Stated exercise: Reproduce the portion of the listing that opens with the line containing "Category: central hole" and closes with the line containing "pixel 169 24", swapping "Annotate" for "Mark" and leaving all else unchanged.

Input rows:
###
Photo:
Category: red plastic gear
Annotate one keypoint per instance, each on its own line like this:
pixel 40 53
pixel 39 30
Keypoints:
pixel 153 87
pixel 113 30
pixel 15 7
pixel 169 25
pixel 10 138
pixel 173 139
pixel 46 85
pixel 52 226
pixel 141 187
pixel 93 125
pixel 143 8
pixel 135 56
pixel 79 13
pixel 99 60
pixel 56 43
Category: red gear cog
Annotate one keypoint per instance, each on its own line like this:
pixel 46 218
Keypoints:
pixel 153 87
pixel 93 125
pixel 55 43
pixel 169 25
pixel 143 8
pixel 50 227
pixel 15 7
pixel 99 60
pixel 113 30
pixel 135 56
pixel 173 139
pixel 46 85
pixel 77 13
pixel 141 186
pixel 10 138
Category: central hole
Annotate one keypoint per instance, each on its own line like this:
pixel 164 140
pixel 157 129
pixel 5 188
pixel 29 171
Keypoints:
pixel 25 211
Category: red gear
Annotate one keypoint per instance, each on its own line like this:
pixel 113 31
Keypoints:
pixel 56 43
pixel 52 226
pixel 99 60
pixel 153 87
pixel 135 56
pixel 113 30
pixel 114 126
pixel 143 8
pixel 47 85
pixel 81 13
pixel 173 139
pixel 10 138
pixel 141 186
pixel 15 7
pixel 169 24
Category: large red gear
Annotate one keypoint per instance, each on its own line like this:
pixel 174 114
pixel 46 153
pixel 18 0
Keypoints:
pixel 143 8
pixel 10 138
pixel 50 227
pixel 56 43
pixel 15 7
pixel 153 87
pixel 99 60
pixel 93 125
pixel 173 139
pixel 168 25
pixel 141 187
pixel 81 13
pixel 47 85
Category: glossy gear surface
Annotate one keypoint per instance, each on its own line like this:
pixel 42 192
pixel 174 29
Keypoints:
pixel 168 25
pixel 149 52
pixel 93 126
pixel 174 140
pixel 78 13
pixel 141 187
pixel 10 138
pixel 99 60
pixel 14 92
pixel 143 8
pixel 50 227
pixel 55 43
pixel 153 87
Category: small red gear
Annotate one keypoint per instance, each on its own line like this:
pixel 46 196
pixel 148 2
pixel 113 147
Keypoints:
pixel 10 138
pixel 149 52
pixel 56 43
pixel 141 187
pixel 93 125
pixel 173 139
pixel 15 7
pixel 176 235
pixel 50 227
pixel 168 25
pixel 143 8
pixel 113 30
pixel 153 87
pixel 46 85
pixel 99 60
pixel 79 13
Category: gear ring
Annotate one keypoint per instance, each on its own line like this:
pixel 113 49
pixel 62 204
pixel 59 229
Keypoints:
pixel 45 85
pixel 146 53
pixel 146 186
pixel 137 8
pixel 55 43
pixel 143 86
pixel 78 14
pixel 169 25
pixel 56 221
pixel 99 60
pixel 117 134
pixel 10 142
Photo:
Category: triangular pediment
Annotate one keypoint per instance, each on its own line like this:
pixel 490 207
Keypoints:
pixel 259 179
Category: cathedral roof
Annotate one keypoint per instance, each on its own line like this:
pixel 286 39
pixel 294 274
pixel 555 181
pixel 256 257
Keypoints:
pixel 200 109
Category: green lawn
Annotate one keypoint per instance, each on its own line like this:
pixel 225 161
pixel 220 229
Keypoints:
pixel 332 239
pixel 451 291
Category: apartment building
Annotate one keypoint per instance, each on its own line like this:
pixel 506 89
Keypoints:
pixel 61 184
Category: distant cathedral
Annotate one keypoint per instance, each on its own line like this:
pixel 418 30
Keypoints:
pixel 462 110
###
Exercise solution:
Category: central hole
Mark one keypoint per instance, each on its own line like this:
pixel 164 140
pixel 157 129
pixel 5 188
pixel 29 171
Keypoints:
pixel 25 211
Category: red gear
Mark one keypoint per instance, each on its own line like this:
pixel 113 31
Keypoints:
pixel 56 43
pixel 52 226
pixel 99 60
pixel 153 87
pixel 135 56
pixel 113 30
pixel 114 126
pixel 143 8
pixel 47 85
pixel 81 13
pixel 173 139
pixel 10 138
pixel 141 186
pixel 15 7
pixel 169 24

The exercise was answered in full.